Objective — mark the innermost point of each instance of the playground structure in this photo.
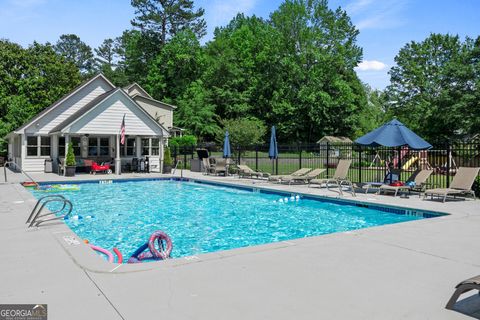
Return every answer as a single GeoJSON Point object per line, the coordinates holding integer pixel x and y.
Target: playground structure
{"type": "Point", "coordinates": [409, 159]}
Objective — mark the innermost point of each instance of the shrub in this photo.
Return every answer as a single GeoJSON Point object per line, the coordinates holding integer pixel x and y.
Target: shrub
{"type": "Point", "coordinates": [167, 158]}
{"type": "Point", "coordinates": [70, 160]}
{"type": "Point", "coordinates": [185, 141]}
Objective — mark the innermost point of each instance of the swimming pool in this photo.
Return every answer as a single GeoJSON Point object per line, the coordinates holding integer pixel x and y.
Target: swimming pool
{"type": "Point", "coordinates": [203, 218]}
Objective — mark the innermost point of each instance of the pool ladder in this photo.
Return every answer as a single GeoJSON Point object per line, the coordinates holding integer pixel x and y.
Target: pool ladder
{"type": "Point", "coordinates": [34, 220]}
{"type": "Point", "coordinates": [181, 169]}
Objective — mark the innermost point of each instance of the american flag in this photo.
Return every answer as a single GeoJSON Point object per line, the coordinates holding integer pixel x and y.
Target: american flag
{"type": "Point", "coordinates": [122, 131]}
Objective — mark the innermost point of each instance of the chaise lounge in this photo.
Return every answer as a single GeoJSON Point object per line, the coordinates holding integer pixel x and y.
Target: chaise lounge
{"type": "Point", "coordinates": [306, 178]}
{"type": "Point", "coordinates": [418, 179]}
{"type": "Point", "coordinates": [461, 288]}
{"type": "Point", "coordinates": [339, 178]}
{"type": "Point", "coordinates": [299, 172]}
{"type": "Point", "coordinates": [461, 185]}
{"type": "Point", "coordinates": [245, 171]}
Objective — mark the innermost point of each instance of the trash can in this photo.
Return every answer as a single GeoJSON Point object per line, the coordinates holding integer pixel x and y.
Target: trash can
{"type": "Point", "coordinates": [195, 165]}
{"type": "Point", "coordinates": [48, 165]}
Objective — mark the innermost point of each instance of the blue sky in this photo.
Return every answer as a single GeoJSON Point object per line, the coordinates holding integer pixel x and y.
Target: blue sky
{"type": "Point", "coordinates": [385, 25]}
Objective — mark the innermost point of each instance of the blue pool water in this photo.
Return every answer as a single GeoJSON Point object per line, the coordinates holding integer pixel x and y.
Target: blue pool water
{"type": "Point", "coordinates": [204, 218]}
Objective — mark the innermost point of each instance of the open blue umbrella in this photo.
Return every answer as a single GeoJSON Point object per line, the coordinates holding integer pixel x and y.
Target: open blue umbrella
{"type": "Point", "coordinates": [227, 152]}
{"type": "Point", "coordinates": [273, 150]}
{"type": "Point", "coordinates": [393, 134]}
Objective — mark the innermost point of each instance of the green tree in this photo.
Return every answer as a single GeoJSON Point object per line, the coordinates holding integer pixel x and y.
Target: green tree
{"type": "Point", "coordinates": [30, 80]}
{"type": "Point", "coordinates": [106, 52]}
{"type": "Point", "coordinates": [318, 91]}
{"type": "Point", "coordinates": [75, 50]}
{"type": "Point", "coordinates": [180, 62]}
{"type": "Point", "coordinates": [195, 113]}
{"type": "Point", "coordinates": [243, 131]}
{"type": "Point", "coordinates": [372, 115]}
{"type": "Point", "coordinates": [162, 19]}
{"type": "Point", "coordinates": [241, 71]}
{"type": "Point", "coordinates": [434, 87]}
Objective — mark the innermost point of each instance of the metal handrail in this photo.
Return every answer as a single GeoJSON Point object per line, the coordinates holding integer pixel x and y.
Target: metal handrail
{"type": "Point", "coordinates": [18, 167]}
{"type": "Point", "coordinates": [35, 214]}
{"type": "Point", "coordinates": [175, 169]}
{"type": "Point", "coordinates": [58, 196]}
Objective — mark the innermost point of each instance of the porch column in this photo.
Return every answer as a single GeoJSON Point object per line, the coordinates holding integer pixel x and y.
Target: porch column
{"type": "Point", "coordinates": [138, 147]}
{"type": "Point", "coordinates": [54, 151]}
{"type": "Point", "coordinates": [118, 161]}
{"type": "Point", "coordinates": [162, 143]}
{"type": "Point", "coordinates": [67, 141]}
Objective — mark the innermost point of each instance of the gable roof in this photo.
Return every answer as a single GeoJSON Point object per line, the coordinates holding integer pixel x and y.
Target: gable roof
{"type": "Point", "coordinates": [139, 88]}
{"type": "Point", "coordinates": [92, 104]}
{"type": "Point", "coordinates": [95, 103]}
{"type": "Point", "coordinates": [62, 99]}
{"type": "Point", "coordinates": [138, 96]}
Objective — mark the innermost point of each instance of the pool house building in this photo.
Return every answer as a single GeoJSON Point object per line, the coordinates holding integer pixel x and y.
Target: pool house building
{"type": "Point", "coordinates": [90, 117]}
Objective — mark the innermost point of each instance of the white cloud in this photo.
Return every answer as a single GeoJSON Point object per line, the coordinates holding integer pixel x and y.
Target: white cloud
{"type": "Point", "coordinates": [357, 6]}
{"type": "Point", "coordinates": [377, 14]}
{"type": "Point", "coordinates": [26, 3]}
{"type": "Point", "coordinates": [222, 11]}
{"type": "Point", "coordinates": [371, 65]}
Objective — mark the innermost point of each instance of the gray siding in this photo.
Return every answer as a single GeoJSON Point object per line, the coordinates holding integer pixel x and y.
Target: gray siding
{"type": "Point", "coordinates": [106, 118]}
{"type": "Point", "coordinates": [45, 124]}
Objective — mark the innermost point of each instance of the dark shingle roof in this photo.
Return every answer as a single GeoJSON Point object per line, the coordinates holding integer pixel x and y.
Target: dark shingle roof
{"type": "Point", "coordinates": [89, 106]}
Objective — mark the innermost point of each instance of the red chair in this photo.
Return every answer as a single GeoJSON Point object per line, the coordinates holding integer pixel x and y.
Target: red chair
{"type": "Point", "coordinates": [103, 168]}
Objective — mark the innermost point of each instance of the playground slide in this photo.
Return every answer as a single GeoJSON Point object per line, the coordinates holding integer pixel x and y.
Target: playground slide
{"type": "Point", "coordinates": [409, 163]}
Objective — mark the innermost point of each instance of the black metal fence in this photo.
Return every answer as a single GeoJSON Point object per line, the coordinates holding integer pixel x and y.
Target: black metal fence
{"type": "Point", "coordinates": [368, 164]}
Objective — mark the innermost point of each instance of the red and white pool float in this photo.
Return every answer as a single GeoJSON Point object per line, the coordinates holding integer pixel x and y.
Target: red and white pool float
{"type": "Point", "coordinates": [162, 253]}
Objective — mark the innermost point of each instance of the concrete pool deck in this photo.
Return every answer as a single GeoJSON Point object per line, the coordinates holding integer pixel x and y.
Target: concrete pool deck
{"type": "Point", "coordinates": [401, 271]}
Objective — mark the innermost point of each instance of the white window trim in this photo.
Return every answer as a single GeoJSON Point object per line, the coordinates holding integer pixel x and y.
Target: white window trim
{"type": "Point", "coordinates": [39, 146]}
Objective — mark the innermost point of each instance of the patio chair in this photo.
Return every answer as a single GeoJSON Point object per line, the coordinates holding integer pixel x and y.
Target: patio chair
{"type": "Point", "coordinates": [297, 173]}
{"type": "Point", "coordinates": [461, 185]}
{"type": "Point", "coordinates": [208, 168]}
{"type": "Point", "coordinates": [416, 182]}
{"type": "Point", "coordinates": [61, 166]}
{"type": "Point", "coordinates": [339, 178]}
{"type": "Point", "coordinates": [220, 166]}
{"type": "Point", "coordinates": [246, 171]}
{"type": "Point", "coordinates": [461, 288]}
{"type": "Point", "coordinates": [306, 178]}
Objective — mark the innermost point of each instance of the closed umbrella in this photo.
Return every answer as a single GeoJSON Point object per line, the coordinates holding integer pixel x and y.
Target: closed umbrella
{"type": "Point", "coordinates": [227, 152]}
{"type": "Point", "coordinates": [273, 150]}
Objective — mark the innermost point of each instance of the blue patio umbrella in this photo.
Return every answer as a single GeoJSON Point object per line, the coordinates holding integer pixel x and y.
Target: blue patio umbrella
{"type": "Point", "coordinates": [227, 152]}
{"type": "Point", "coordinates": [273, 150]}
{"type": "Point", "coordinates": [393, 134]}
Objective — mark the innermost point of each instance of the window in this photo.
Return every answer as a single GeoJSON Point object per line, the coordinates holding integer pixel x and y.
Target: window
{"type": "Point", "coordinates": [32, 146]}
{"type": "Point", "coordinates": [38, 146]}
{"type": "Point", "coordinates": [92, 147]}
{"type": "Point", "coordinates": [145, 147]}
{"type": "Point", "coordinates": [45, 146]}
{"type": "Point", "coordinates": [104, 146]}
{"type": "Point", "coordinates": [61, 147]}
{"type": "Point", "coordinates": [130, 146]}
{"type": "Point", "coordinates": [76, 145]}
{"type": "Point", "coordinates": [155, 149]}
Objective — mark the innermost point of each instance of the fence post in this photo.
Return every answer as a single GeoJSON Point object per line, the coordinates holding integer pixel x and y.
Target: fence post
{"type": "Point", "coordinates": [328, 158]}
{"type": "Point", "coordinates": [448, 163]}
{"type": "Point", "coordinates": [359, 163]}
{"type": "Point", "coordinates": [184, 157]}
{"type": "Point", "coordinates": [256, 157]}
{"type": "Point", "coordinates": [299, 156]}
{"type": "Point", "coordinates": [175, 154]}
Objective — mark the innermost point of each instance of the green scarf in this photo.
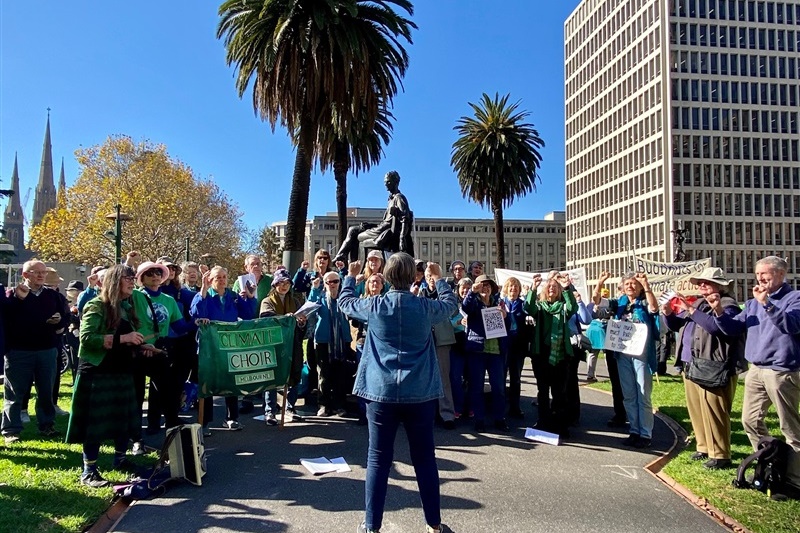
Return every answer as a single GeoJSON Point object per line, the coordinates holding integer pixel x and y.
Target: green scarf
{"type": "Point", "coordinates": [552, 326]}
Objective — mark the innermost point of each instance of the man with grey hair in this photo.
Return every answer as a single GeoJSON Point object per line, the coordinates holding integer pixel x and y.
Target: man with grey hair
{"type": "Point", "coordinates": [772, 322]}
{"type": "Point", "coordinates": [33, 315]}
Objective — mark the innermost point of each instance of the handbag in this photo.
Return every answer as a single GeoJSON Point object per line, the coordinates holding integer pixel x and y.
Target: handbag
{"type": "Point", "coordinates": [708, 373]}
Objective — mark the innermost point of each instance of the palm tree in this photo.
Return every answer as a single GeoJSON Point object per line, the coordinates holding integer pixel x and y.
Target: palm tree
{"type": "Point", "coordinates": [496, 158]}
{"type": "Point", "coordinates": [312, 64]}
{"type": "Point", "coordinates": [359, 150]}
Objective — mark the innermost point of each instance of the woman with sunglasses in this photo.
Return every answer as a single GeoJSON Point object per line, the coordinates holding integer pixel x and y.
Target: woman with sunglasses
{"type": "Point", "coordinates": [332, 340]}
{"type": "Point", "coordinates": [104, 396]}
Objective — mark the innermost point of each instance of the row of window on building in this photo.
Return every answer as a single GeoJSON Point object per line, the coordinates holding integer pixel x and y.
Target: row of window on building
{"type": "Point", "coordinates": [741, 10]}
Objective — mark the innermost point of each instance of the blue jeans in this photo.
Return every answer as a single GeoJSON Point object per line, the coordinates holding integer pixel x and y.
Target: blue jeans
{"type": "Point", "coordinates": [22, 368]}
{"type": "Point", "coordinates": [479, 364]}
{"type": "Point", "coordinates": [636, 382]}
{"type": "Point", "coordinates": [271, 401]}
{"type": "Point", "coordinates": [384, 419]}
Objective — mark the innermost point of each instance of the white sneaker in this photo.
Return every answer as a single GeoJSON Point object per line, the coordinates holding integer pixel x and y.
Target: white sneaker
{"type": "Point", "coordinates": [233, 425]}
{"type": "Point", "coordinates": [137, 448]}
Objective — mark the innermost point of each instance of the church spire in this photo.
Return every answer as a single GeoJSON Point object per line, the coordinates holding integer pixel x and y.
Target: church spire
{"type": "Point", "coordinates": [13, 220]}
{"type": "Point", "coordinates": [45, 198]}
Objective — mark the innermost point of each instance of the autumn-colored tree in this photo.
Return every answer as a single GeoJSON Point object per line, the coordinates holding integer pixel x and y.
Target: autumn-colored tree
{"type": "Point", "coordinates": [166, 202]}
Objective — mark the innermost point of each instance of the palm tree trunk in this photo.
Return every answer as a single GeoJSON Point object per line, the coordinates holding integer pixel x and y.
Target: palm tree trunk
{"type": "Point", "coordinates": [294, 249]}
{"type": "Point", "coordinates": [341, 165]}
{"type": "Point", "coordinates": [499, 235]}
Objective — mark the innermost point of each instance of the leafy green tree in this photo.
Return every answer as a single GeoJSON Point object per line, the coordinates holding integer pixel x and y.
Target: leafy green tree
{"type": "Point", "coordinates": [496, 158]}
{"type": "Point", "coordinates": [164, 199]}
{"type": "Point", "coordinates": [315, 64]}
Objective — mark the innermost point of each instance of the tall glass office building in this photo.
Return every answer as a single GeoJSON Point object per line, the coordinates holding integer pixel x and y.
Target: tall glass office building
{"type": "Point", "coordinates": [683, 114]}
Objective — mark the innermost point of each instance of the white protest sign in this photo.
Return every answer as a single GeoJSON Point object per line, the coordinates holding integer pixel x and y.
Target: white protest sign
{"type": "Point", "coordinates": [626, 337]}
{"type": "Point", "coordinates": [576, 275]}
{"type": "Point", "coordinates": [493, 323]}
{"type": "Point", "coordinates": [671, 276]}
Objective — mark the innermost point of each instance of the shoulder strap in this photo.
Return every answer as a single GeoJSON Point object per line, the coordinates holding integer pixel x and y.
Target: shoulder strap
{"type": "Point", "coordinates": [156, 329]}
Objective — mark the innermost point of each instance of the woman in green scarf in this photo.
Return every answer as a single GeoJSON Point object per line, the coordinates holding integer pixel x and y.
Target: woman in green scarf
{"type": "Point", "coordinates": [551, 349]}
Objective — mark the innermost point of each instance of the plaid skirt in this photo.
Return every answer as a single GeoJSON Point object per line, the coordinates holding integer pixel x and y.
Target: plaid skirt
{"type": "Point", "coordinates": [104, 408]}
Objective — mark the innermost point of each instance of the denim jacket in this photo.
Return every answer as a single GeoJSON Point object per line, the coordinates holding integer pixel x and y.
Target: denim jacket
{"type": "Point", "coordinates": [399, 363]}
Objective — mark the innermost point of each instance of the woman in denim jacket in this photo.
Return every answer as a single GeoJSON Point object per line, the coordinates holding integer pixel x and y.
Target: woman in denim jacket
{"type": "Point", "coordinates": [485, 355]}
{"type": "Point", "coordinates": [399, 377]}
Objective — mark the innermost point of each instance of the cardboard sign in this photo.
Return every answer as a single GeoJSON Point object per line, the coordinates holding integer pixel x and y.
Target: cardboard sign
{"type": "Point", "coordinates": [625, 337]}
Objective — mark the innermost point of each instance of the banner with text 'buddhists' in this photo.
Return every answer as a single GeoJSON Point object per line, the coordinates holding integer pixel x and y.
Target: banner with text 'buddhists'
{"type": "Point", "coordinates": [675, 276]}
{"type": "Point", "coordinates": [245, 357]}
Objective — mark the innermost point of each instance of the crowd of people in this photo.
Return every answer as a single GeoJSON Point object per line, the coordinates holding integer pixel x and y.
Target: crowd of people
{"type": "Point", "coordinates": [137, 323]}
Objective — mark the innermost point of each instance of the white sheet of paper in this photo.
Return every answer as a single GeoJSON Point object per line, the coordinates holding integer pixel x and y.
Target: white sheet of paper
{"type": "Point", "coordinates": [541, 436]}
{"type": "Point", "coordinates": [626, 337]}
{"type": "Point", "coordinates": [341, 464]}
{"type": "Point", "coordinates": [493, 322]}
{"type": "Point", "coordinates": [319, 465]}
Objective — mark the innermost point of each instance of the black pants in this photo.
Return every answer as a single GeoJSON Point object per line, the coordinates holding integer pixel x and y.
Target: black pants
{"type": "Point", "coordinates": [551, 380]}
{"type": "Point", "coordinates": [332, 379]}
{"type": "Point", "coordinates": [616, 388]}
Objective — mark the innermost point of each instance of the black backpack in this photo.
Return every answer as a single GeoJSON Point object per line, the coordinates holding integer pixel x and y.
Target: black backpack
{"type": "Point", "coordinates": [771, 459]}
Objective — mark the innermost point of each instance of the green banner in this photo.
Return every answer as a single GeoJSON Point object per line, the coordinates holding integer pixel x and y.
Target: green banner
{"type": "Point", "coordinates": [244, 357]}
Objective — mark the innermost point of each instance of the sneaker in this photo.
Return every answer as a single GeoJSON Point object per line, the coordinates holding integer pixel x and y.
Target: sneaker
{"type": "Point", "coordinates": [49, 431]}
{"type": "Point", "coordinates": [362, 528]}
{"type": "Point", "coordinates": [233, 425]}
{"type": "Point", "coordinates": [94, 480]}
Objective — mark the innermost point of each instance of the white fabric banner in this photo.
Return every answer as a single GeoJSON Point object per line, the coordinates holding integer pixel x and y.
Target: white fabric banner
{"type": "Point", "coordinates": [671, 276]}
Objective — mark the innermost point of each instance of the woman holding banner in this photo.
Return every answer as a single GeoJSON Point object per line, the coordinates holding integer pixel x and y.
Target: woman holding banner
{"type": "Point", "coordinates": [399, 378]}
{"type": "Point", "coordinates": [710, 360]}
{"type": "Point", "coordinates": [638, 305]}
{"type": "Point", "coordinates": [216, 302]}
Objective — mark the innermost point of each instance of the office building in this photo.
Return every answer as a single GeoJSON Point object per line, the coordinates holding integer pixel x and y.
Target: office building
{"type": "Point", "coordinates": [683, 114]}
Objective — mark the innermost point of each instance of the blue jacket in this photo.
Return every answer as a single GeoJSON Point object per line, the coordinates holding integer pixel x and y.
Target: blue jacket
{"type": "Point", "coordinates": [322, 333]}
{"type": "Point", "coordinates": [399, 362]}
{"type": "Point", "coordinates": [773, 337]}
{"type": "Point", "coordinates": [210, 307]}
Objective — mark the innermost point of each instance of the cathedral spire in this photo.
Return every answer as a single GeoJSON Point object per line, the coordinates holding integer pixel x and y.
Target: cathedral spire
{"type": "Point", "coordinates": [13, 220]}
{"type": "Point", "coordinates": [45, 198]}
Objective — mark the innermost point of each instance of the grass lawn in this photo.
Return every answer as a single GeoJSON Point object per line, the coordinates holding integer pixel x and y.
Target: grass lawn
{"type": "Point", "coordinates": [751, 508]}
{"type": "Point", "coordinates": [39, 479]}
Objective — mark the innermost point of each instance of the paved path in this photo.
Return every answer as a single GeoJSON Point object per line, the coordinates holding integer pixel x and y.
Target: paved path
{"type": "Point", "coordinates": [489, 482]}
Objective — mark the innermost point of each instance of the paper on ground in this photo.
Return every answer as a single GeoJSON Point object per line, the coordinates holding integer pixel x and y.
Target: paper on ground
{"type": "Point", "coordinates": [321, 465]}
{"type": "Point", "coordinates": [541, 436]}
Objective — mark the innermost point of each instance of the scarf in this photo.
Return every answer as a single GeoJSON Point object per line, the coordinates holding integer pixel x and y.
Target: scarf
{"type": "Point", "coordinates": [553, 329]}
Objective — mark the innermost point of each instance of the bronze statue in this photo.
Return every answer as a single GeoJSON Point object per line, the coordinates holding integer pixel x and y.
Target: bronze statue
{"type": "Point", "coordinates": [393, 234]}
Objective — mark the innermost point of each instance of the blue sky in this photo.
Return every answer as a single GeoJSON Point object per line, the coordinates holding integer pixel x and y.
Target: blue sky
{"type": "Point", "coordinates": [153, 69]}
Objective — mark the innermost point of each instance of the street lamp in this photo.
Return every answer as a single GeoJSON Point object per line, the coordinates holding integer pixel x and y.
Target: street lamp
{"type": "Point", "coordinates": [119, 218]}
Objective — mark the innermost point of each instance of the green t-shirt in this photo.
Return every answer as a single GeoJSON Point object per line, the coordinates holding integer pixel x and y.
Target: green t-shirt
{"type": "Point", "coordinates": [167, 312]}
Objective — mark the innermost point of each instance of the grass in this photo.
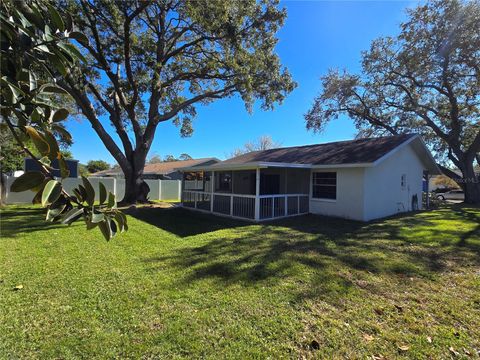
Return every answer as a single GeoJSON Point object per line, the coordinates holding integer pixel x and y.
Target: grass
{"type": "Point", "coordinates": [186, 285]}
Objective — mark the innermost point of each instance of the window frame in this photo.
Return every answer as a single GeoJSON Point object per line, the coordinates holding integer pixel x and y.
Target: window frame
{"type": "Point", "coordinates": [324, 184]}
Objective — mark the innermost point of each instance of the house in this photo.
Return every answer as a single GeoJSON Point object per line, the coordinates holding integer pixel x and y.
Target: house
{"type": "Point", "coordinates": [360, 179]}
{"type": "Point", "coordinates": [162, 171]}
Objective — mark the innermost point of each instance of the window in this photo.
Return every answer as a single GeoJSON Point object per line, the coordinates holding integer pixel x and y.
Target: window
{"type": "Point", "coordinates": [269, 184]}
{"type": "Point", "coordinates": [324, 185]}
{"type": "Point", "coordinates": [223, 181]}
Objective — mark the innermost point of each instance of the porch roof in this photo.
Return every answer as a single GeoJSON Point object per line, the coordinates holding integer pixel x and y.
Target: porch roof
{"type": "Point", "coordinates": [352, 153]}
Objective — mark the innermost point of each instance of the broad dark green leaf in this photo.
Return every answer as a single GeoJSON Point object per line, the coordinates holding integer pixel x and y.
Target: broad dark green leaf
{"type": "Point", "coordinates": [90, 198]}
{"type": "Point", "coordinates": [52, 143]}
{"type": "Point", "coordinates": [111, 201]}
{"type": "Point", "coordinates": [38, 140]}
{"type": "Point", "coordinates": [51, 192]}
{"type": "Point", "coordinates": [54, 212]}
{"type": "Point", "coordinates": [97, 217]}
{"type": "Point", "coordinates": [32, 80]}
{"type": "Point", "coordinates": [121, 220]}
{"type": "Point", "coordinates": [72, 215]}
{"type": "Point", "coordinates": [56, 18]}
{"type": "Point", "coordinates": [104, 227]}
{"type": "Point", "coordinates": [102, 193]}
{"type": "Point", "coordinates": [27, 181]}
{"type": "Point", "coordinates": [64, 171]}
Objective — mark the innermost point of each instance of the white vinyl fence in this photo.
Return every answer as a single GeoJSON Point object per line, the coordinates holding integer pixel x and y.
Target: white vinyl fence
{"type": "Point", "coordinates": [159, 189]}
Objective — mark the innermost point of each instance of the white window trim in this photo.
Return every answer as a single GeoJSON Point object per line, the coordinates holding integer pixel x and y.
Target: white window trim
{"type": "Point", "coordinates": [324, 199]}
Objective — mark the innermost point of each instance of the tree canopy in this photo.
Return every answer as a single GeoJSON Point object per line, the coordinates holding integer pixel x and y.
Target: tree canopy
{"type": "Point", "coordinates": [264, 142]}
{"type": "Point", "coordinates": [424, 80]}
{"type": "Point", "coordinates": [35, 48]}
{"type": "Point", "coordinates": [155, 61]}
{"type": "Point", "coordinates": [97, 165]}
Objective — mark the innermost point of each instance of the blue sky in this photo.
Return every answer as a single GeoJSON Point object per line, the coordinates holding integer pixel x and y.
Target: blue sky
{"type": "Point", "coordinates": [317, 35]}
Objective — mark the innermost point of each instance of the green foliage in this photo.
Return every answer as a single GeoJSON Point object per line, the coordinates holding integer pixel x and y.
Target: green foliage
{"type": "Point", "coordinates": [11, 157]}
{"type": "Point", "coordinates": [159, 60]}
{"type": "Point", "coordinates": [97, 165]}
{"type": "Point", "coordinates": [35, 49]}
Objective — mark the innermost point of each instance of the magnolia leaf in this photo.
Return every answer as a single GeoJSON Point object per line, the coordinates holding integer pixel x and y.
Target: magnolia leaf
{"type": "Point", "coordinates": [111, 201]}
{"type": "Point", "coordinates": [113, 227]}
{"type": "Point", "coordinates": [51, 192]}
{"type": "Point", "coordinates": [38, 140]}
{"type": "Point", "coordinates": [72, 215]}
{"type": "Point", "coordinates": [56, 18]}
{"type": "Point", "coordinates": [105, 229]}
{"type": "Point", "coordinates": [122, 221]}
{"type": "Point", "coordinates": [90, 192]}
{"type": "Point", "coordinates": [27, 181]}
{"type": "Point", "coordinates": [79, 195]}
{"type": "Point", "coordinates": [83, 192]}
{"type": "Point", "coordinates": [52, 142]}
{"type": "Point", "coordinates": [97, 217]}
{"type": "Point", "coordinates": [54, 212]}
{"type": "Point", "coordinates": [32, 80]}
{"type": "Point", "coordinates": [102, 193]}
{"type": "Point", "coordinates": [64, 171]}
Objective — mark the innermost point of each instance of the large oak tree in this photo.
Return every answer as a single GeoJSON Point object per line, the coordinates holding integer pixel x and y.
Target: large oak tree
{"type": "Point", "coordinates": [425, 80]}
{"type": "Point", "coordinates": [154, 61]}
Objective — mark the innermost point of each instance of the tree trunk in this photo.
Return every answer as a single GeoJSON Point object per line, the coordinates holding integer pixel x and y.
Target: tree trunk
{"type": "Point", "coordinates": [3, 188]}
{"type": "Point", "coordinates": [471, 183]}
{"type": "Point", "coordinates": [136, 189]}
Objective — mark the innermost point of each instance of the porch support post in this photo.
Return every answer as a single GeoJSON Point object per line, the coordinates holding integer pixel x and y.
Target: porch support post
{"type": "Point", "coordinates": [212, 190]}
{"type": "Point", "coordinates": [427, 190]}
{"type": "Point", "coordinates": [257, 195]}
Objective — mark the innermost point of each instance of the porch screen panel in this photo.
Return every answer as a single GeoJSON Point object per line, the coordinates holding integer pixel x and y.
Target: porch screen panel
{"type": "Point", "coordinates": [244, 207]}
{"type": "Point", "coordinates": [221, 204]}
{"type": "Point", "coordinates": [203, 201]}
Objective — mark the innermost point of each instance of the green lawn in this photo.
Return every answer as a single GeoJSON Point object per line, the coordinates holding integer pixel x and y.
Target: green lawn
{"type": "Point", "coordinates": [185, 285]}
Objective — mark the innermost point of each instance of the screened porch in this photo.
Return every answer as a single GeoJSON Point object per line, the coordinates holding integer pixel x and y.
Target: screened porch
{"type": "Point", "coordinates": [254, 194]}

*DIRECTION*
In the entries above, take the line containing "panel in this photo." and each later line through the last, and repeat them exactly. Output nothing else.

*THE REPLY*
Objective — mark the innermost point of each instance of the porch screen panel in this photo.
Return every answer as a single GeoJSON Point object per line, the coordinates holding integer pixel x and y.
Target: porch screen panel
{"type": "Point", "coordinates": [244, 207]}
{"type": "Point", "coordinates": [221, 204]}
{"type": "Point", "coordinates": [203, 201]}
Objective — mark the innermost point of each instance of the green lawn in this photo.
Return every answer as a single GeoJSON Point object per line, the coordinates holding integer pixel x and y.
Target: green lawn
{"type": "Point", "coordinates": [185, 285]}
Objective — mark the innermost point of each instance of the screened porch in this photo.
Return every answer as a single GeoJSON Point object per line, the coordinates holding integer pixel x and y.
Target: screened porch
{"type": "Point", "coordinates": [254, 194]}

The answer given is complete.